> _Exercise_: Resume the Neo4j flight-query notebook where it stops, picking up right after the last line shown.

> _Reading passage_:
# Flightly

Modelling 2015 US commercial airline flight queries using SQL and Neo4j

### Setup Neo4j Query Object Wrapper
This object will allow us to receive the result of the query and also measure the time it takes for X number of queries to be completed.

In [85]:
LINE_LIMIT = 10000

In [86]:
from neo4j import GraphDatabase
import timeit

conn = ('bolt://localhost:7687', 'neo4j', 'password')

class NeoQuery(object):
    def __init__(self, query):
        url, user, password = conn
        self._driver = GraphDatabase.driver(url, auth=(user, password))
        self._query = query

    def close(self):
        self._driver.close()
        
    def query(self, times=1):
        results = self._run_cypher()
        time = timeit.timeit(self._run_cypher, number=times)
        self.close()
        return results, time
        
    def _run_cypher(self):
        with self._driver.session() as session:
            return session.run(self._query)

### Setup queries
Delete all of the existing nodes and relationships to start with clean slate.
Then, load all the csv files into the DB

In [89]:
init_queries = {
    'delete_all': """
                   MATCH (n)
                   DETACH DELETE n
                   """,
    'load_airlines': """
            LOAD CSV FROM 'file:///flightly/airlines.csv' AS line
            CREATE (:Airline { name: line[1], iata: line[0]})
            """,
    'load_airports': """
            LOAD CSV FROM 'file:///flightly/airports.csv' AS line
            CREATE (:Airport { name: line[1], iata: line[0], city: line[2], state: line[3], country: line[4], latitude: line[5], longitude: line[6]})
            """,
    'load_flights': f"""

> _Material shown_:
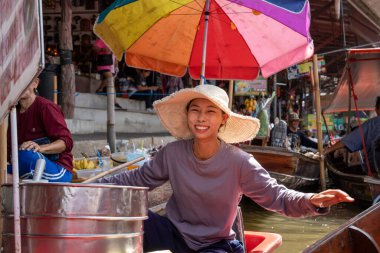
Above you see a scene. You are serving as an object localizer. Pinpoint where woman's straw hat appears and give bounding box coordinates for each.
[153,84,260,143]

...

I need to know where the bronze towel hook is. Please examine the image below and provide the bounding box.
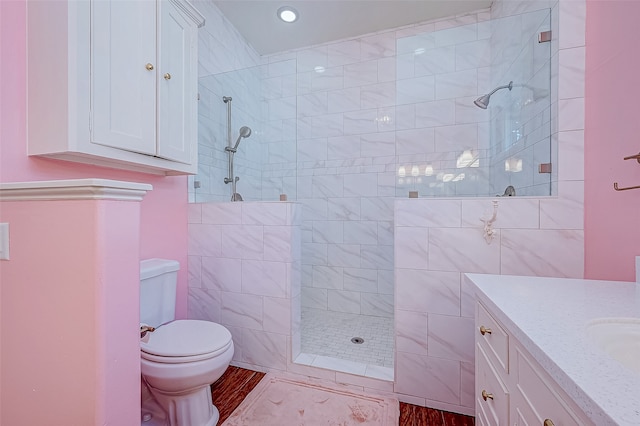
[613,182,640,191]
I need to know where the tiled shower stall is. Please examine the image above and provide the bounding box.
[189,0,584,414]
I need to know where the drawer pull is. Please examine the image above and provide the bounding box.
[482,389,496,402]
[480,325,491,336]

* * *

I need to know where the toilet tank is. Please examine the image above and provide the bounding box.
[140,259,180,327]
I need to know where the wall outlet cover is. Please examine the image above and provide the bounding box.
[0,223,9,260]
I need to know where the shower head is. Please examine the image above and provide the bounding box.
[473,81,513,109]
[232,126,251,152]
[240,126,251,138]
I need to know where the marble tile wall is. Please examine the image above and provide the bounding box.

> _Answer_:
            USING PERIODIC COMMIT 1000
            LOAD CSV FROM 'file:///flightly/flights.csv' AS line
            WITH line LIMIT {LINE_LIMIT}
            CREATE (:Flight {{ 
                year: line[0],
                month: line[1],
                day: line[2],
                day_of_week: line[3],
                airline: line[4],
                flight_number: line[5],
                tail_number: line[6],
                origin_airport: line[7],
                destination_airport: line[8],
                scheduled_departure: line[9],
                departure_time: line[10],
                departure_delay: line[11],
                taxi_out: line[12],
                wheels_off: line[13],
                scheduled_time: line[14],
                elapsed_time: line[15],
                air_time: line[16],
                distance: line[17],
                wheels_on: line[18],
                taxi_in: line[19],
                scheduled_arrival: line[20],
                arrival_time: line[21],
                arrival_delay: line[22],
                diverted: line[23],
                cancelled: line[24],
                cancellation_reason: line[25],
                air_system_delay: line[26],
                security_delay: line[27],
                airline_delay: line[28],
                late_aircraft_delay: line[29],
                weather_delay: line[30]
            }})
            CREATE (:Tail {{
                number: line[6]
            }})
            """
}

for query in init_queries.items():
    NeoQuery(query[1]).query(0)

### Match queries
Create the relationships that...

In [90]:
match_queries = {
    'match_origin_airport': """
            MATCH (fl:Flight),(ap:Airport)
            WHERE fl.origin_airport = ap.iata
            CREATE (ap)-[r:HAS_DEPARTURE]->(fl)
            RETURN type(r)
            """,
        
    'match_destination_airport': """
            MATCH (fl:Flight),(ap:Airport)
            WHERE fl.destination_airport = ap.iata
            CREATE (fl)-[:FLIES_TO]->(ap)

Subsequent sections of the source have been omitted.